* Extracted text
☆ ☆ ☆

# Breeder's Soil Trial Run (Powder Type) Tank 1



## mr_bako (Dec 23, 2010)

August 5th, Long weekend I finally had some time to setup one tank for my upcoming breeding projects and my shipment of Japanese goods came along with some famous breeder's soil. I've heard rumors of 3-5 days cycle and its ready to go for shrimps (hardier ones I assume).

So I split a 40 gallon long into 2 separate sections with individual filtration instead of a shared one and it is not split 50/50. I will update exact size later on.

*Soil Amount: 4.81kg* - The bag broke so I lost some during shipping 

*Filtration is Marineland C320 Canister filter* - I do not remember what it came with but I did not use what typically comes along with the filter such as 
carbon, ammo remover/chip, zeolite. Instead I replaced everything with filter pads, sponges, and bio media to increase bio-capacity possibility in the filter.
*
Water Used:* 100% Home made Reverse Osmosis water 

*gH Source:* I used gH up from Borneowild... I wasn't thinking. I wanted to use SMW BioCulture to experiment. Which I will do with my other tanks later on.

☆ ☆ ☆

Copy the stretch of the breeder's soil tank post from "August 5th, Long" through "ones I assume).", changing "Japanese goods" to "Japanese supplies".

* Given data
☆ ☆ ☆

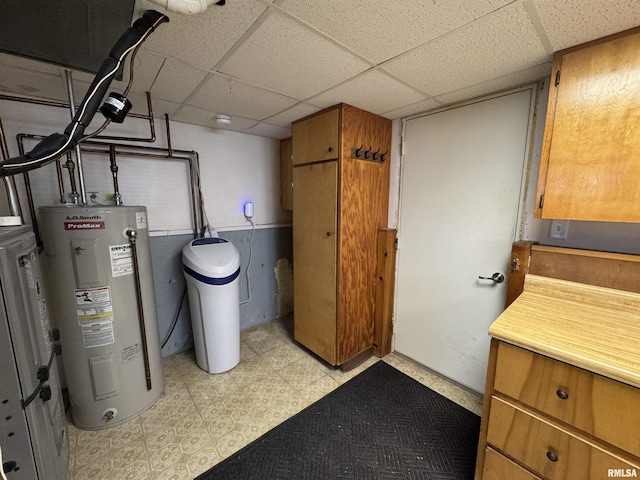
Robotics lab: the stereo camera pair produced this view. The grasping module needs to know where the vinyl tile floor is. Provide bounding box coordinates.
[69,317,482,480]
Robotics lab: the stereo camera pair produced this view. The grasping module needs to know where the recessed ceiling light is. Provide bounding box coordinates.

☆ ☆ ☆

* Reply to the exercise
August 5th, Long weekend I finally had some time to setup one tank for my upcoming breeding projects and my shipment of Japanese supplies came along with some famous breeder's soil. I've heard rumors of 3-5 days cycle and its ready to go for shrimps (hardier ones I assume).